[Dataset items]

((

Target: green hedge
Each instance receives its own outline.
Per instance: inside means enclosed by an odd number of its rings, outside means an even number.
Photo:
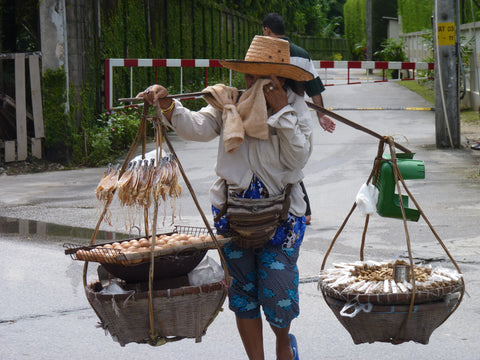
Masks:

))

-- TASK INSTRUCTIONS --
Would you write out exactly the lines of the data from the one holding "Each instance receives its own outline." to the final line, both included, with pictures left out?

-- EXERCISE ANSWER --
Each instance receives its own outline.
Per instance: inside means enclosed by an odd number of its rings, outside means an even number.
Photo:
Masks:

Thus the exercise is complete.